In the 1990s and early 2000s, exposing sweatshop conditions in garment factories was the student activist cause du jour -- but more than a fad, it was a lasting, hard-hitting movement that permeated into the mainstream. Activists spread the truth that workers in foreign factories who make our clothes, toys and sneakers are paid a pittance, subject to abuse and union-busting, and sometimes even live under slave-like conditions such as being locked in their factories.

Students, labor organizers and union members marched side by side, leafleting in front of Niketowns and Disney stores, occupying college administration buildings and urging passersby to be wary consumers of big-name brands. For several years when I was in high school and college, I enthusiastically participated in all those activities as part of this movement, along with many of my peers and friends. Everyone knew the chant: "What's the Gap Got to Hide? Sweatshop Made, Sold Inside."

Members of United Students Against Sweatshops turned their organization into the powerhouse student labor activist group. For years, they brought administrators at schools from the Ivy League to dozens of state schools, as well as corporate megaliths such as Russell Athletic to the negotiating table to convince them to rehire workers and pay them living wages. But now they are also singing a different tune, something along the lines of: "Buy These Clothes! (Just Not Those)."

"For the first time, I can wear my Badger sweatshirt knowing it was made in just working conditions," wrote Jonah Zinn, a University of Wisconsin student and USAS organizer, last month.

┄┄┄┄┄┄

- [Problems to solve]:
a - Quote the passage on student anti-sweatshop activism from "In the 1990s" up to and including "in their factories.".
b - Answer these questions using the passage on student anti-sweatshop activism:
(i) Which organization does the passage call the powerhouse student labor activist group?
(ii) In front of which stores did activists leaflet?
(iii) Which university does Jonah Zinn attend?
c - Continue the passage on student anti-sweatshop activism from its last sentence.

- [Supplied material]:
┄┄┄┄┄┄

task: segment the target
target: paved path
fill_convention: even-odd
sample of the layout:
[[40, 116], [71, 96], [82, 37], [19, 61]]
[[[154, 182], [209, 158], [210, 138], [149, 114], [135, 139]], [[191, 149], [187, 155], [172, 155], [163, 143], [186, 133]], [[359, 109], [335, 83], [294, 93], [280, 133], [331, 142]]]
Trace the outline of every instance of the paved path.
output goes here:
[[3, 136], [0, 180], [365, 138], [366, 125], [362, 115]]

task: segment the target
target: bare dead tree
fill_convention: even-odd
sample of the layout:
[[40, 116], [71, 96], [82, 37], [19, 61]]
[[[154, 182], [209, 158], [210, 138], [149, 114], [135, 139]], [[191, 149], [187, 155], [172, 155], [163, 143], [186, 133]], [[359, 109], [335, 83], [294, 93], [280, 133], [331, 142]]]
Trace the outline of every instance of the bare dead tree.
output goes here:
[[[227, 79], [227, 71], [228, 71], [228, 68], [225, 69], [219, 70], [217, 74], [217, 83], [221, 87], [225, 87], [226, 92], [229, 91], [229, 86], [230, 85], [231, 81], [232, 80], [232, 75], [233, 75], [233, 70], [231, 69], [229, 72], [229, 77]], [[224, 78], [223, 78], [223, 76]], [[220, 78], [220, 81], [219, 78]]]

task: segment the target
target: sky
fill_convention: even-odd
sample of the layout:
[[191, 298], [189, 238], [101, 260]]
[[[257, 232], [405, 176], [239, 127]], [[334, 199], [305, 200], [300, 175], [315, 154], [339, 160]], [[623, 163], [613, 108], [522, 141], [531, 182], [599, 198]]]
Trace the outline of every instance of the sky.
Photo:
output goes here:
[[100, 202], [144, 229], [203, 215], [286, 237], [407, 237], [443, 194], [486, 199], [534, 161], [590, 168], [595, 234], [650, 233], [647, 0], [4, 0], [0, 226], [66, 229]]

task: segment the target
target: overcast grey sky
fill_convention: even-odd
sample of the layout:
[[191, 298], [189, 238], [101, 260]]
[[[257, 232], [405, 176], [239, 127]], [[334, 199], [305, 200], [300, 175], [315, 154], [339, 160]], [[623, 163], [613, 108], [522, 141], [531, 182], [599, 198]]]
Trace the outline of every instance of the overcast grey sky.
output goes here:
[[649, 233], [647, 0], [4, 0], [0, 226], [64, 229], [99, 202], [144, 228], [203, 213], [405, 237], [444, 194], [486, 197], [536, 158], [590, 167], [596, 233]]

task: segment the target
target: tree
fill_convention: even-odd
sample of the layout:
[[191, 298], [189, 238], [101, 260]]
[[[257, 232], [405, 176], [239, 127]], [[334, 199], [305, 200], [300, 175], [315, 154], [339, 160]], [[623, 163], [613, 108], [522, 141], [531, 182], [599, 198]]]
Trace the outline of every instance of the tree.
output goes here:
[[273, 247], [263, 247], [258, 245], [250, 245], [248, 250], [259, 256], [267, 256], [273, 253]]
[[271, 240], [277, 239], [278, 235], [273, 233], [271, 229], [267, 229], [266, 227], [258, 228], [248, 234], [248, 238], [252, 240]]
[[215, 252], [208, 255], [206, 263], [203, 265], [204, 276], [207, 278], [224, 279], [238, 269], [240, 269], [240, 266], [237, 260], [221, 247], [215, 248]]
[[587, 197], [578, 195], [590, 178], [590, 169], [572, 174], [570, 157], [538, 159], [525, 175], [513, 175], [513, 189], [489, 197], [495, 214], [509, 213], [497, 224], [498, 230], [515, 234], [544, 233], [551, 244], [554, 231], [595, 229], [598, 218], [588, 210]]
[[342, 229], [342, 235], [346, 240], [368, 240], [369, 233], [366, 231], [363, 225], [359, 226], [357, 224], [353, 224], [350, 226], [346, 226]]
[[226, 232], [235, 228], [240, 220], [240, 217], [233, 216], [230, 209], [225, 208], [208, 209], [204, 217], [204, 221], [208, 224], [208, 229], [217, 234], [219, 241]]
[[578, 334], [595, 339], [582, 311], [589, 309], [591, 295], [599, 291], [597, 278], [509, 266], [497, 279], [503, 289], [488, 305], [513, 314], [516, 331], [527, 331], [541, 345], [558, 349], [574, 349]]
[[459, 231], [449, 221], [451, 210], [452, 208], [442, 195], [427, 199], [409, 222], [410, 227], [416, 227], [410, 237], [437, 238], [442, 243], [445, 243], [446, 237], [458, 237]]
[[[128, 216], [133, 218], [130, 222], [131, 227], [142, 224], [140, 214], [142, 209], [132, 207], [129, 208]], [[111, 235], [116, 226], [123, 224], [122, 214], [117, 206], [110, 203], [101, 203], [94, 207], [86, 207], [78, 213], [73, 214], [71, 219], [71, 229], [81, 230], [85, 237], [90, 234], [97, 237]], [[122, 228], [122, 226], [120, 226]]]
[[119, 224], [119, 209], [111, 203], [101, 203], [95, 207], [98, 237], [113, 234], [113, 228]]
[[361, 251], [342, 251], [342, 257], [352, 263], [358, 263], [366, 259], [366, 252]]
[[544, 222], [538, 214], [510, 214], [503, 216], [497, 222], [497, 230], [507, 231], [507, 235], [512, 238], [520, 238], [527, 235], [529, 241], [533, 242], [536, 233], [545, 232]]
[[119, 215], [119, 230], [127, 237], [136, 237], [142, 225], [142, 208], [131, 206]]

┄┄┄┄┄┄

- [Outputs by task]:
a -
In the 1990s and early 2000s, exposing sweatshop conditions in garment factories was the student activist cause du jour -- but more than a fad, it was a lasting, hard-hitting movement that permeated into the mainstream. Activists spread the truth that workers in foreign factories who make our clothes, toys and sneakers are paid a pittance, subject to abuse and union-busting, and sometimes even live under slave-like conditions such as being locked in their factories.

b -
(i) United Students Against Sweatshops
(ii) Niketowns and Disney stores
(iii) The University of Wisconsin

c -
That's because of a revolutionary new factory in the Domincan Republic, started by one of the most conscience-minded college apparel suppliers, Knights Apparel, as a model and a test case of what can happen when wages are "living" and union organizing is allowed. According to a 2008 New York Times feature on the factory, Knights Apparel CEO Joseph Bozich was already known for complying with the Workers Rights Consortium, the most labor-friendly and stringent monitor of working conditions, but he wanted to do something even more.

Alta Gracia ("high grace"), named for neighboring town Villa Altagracia, was built in the space once occupied by a far more typical clothing factory, a Korean cap factory called BJ&B, whose workers suffered under grueling sweatshop conditions.

"Before there was a union there was abuse, both physical and verbal," Martiza Vargas, a union leader at the old and new factory told AlterNet through a translator over the phone. "When I say that, I mean obscene words, pushing workers. On one occasion they slapped a worker so hard she literally fell out of her seat. One of the managers kicked one of the chairs under one of the employees and she fell.

"It was totally prohibited to even talk about unions," Vargas said. "On two occasions they fired workers for even just talking about a union inside the factory."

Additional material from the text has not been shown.